● RECORDS PROVIDED
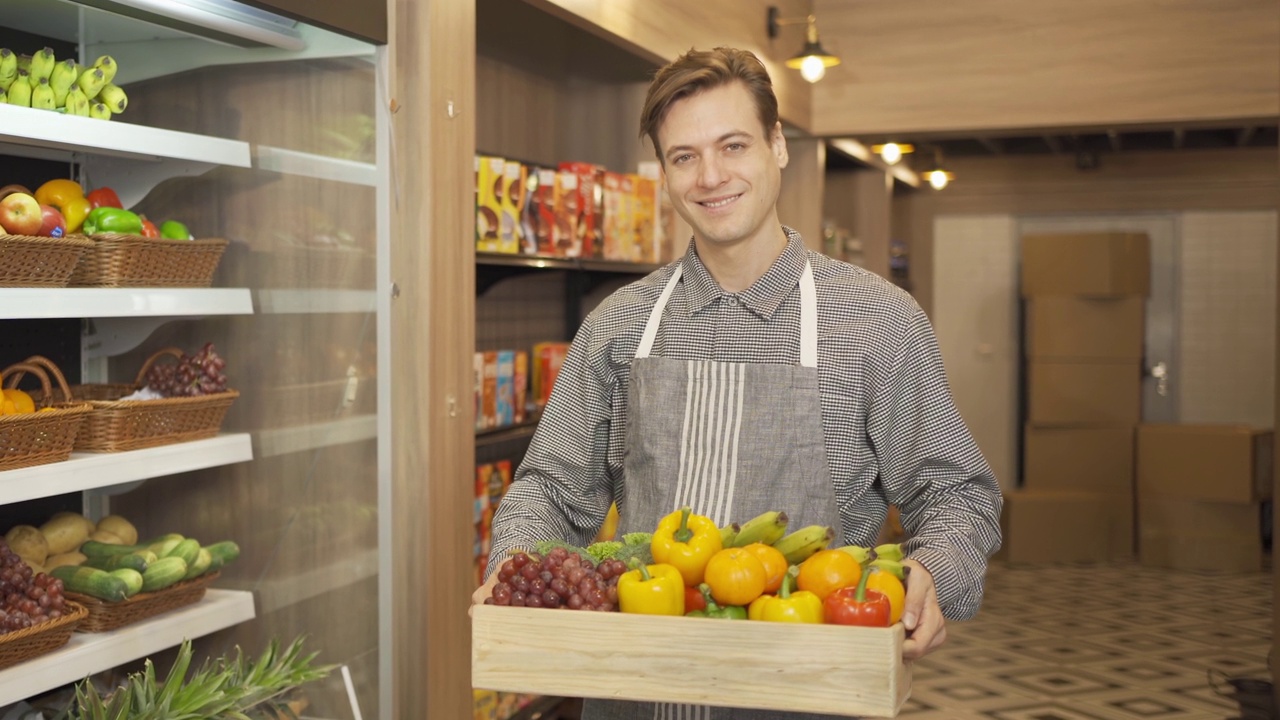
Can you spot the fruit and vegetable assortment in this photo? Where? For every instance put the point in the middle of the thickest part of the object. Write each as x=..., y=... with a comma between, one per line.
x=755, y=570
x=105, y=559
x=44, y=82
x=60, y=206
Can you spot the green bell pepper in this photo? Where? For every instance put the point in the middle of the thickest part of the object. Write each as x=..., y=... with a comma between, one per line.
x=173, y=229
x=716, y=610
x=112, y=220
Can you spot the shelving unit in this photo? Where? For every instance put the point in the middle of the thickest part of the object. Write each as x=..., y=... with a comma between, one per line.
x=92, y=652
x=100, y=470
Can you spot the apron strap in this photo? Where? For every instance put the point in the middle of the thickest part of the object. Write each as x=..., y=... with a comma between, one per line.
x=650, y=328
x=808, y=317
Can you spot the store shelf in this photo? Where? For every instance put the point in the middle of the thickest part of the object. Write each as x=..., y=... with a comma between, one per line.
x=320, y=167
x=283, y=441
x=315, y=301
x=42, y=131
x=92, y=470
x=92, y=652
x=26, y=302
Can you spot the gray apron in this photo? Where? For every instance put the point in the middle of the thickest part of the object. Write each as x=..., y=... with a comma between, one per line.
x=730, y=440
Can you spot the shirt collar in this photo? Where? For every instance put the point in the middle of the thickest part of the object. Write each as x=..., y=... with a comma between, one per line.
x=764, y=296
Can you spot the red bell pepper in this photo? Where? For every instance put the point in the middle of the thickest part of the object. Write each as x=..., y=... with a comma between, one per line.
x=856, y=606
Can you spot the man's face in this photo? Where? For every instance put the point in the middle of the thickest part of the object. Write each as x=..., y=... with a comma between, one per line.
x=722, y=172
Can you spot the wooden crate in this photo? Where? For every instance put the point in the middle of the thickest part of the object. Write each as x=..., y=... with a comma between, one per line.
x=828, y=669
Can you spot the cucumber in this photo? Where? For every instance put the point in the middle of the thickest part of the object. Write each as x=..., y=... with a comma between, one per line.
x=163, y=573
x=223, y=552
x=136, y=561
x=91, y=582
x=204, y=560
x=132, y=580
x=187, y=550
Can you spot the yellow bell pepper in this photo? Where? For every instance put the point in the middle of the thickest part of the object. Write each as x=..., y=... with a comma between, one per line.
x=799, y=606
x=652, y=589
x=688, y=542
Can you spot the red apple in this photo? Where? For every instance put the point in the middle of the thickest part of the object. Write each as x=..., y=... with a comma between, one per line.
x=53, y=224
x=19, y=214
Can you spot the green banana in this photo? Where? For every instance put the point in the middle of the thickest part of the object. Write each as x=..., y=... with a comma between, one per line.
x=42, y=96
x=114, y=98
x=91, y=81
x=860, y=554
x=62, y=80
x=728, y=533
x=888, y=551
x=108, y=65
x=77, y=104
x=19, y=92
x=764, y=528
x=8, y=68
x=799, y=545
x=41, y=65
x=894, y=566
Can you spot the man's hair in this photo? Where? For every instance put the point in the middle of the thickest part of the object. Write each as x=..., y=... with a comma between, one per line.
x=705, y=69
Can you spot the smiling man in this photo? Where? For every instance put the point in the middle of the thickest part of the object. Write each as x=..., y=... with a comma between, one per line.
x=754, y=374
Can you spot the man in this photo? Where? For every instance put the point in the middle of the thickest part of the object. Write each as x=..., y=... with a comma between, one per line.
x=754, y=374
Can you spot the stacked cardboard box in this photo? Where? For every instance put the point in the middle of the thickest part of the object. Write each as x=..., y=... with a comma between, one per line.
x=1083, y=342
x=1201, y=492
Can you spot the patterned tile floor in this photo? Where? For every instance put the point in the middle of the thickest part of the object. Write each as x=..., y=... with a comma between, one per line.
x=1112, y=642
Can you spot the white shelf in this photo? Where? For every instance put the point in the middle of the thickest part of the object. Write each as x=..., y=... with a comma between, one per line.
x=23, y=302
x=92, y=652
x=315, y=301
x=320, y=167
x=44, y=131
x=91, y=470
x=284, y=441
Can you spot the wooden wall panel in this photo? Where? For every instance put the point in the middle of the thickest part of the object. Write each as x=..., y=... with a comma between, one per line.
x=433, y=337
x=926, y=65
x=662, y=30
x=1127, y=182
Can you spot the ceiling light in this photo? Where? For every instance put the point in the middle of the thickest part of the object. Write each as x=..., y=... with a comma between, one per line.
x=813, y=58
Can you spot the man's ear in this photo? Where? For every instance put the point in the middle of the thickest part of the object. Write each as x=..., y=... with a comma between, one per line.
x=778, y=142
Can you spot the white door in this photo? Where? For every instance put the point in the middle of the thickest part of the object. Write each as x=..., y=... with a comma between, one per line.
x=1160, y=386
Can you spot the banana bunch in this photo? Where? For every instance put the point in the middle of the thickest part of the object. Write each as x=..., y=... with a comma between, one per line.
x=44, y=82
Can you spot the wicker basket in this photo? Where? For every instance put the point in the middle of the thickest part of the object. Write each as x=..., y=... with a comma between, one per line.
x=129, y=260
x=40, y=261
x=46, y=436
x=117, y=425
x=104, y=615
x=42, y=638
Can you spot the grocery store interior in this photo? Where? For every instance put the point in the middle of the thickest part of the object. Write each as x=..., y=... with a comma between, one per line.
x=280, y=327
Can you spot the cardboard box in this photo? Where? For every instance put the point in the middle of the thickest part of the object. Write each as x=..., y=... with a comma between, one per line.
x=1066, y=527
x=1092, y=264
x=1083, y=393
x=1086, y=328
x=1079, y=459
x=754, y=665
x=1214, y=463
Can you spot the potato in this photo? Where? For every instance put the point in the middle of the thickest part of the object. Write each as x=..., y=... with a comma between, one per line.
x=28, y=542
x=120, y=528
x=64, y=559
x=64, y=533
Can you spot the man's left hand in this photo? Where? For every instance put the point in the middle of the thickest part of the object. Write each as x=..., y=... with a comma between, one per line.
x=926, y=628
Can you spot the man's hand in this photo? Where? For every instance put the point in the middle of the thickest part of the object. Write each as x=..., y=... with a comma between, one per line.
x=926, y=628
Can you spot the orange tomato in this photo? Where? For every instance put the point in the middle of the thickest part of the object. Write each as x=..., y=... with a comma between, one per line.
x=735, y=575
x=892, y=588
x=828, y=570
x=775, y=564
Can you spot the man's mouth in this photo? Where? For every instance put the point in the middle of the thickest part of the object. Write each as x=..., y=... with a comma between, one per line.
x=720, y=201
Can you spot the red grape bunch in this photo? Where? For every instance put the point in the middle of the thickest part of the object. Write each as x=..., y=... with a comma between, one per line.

● WHAT IS EXPECTED
Transcribe the listing in full. Omit the pictures and keep every line exact.

● TASK OUTPUT
Can you spot the fruit and vegetable assortment in this photo? Where? For every instance put the point in the middle of the thickest part of the object. Write each as x=..., y=... with a comma between, one per line.
x=755, y=570
x=105, y=559
x=44, y=82
x=60, y=206
Can you spot the green bell pepper in this photo? Where? For every instance put the point in the middle of the thickest part of the object. Write each as x=..., y=... with a comma between, one per line.
x=173, y=229
x=716, y=610
x=112, y=220
Can you spot the shelving unit in this photo? Where? For every instance put the point in the middle of the thickest part of the object. Write each as x=..., y=... with a comma between, one per line.
x=92, y=652
x=100, y=470
Can you spot the apron strap in this photo? Where? For every instance put the point in the middle of the thickest part of the object. Write each as x=..., y=... with a comma between, one per line.
x=650, y=328
x=808, y=317
Can you spot the store shelf in this photo? Where? For every instance put the point in the middle of the thickest part of the object. Write each as x=..., y=... with a comma between, one per line.
x=320, y=167
x=283, y=441
x=315, y=301
x=42, y=131
x=92, y=470
x=92, y=652
x=26, y=302
Can you spot the gray apron in this photo? Where? For every instance put the point in the middle of the thickest part of the object. Write each as x=..., y=... with a comma between, one per line.
x=730, y=440
Can you spot the shirt collar in this photo? Where? For every instance put the point in the middle of the thickest part of the object. Write each as x=..., y=... with a comma between, one per line.
x=764, y=296
Can you spot the red bell pepper in this photo? Where? For every instance put the point in the middle of the thickest part of the object. Write each as x=..., y=... with a comma between, one per line.
x=856, y=606
Can you spot the man's face in this photo? Where? For every instance put the point in the middle of the thickest part of the object. Write each as x=..., y=... with a comma between, one per line.
x=722, y=172
Can you spot the wooden crate in this photo? Where? For every instance put the point in the middle of the thickest part of the object. Write each as x=..., y=... with a comma between, one per line.
x=828, y=669
Can you spot the cucumber in this photo? Where? For every instance put the point in the middle of the thickest part of the object. Write each as x=..., y=... with a comma between, one per line.
x=163, y=573
x=223, y=552
x=136, y=561
x=91, y=582
x=204, y=560
x=132, y=580
x=187, y=550
Can you spot the yellow bell pepper in this photo? Where? For every instance put the point in the middle of the thickest part of the object. Write each as x=..., y=... with a comma between, one per line.
x=799, y=606
x=652, y=589
x=688, y=542
Can you spot the red apple in this photo? Where? For every instance put the point in the middle of the thickest part of the object. Write each as x=..., y=... with a comma between, one per line.
x=53, y=224
x=19, y=214
Can you spot the green banana in this photo? Where? For every instance put the point in the middle of the thickest part of the object. Write each as x=..., y=... with a comma between, one per line.
x=42, y=96
x=114, y=98
x=91, y=81
x=860, y=554
x=62, y=80
x=728, y=533
x=888, y=551
x=108, y=65
x=77, y=104
x=19, y=92
x=764, y=528
x=8, y=68
x=799, y=545
x=41, y=65
x=894, y=566
Can you spot the man's hair in this photo? Where? For every instance put the point in the middle of the thickest part of the object. Write each as x=..., y=... with a comma between, one per line.
x=705, y=69
Can you spot the smiling man in this photo? Where? For every instance put the point in the middle of the thickest part of the object. Write each as x=..., y=... with a comma between, one per line.
x=754, y=374
Can you spot the man in this photo? Where? For every instance put the point in the middle of the thickest part of the object. Write each as x=..., y=... with a comma between, one per line.
x=754, y=374
Can you spot the stacked cardboard box in this photo? Where? For every instance put the point in the middle of the thickest part of the object. Write each as x=..., y=... with a comma between, one per line.
x=1083, y=342
x=1201, y=492
Can you spot the patterned tile floor in this photo? Where? For every instance put the point in the middle of the thickest part of the object. Write each as x=..., y=... with a comma between, one per line.
x=1112, y=642
Can you spot the white shelf in this photo? Where? For every instance put the point in the middle of the thickest part of the object. Write each as x=..., y=... with a comma between, one per line.
x=23, y=302
x=92, y=652
x=315, y=301
x=320, y=167
x=44, y=131
x=91, y=470
x=284, y=441
Can you spot the wooden wall panel in this photo? Where? For every instance put the point in the middle of the thickest part of the object. Write each as x=..., y=... with a comma between, one per line.
x=433, y=337
x=926, y=65
x=662, y=30
x=1127, y=182
Can you spot the ceiling light in this photo? Where? For every instance put the point in the middle of the thickest part of the object. Write each as x=..., y=... with a comma between, one per line.
x=813, y=58
Can you spot the man's ear in this photo? Where? For every instance put the point in the middle of the thickest part of the object. Write each as x=..., y=... with a comma between, one per line.
x=778, y=142
Can you spot the white door in this photo? Where? For every instance put the point in the middle of the thickest part of the object. Write each as x=..., y=... with a comma between, one per line.
x=1160, y=386
Can you spot the banana bunch in this photo? Where? For every instance put the point in the middle of the thickest part of the object. Write each as x=..., y=... with a comma between, one per line.
x=44, y=82
Can you spot the wicker basket in this photo? Where? For every instance put the point in the middle of the thickest part of the object. Write each as x=..., y=... with a comma between, one per line.
x=129, y=260
x=40, y=261
x=46, y=436
x=117, y=425
x=104, y=615
x=42, y=638
Can you spot the grocery store interior in this photo? Where? For every instance put the point in the middle of the thickest part of the object. Write each as x=..., y=... with a comma between, one per line.
x=280, y=327
Can you spot the cardboard box in this photo? Where? For every instance put the point in the middle of the thickest part of the object. Write each as x=..., y=... with a comma between, one per line.
x=1066, y=527
x=1092, y=264
x=1083, y=393
x=1086, y=328
x=1079, y=459
x=754, y=665
x=1214, y=463
Can you spot the potato in this photo? Where? For every instance put the point in the middle of the thickest part of the object. Write each as x=..., y=... with a comma between, one per line.
x=28, y=542
x=120, y=528
x=64, y=559
x=64, y=533
Can you spot the man's left hand in this photo? Where? For every instance put the point in the middle of the thickest part of the object. Write each as x=..., y=... with a comma between, one per line.
x=926, y=628
Can you spot the man's hand in this photo? Where? For every instance put the point in the middle of the thickest part of the object. Write each as x=..., y=... with a comma between, one per line.
x=926, y=628
Can you spot the orange tomato in this photo? Where? For every instance put the point in the middle of the thickest part of the object. Write each as x=..., y=... with a comma between, one per line.
x=735, y=575
x=892, y=588
x=828, y=570
x=775, y=564
Can you spot the man's mouth in this photo? Where? For every instance put the point in the middle of the thickest part of the object. Write each as x=..., y=... with a comma between, one per line.
x=720, y=201
Can you spot the red grape bunch in this photo? Where? For every instance put the point in the middle of the thickest part of the object. Write each as x=..., y=... with a comma between, one per line.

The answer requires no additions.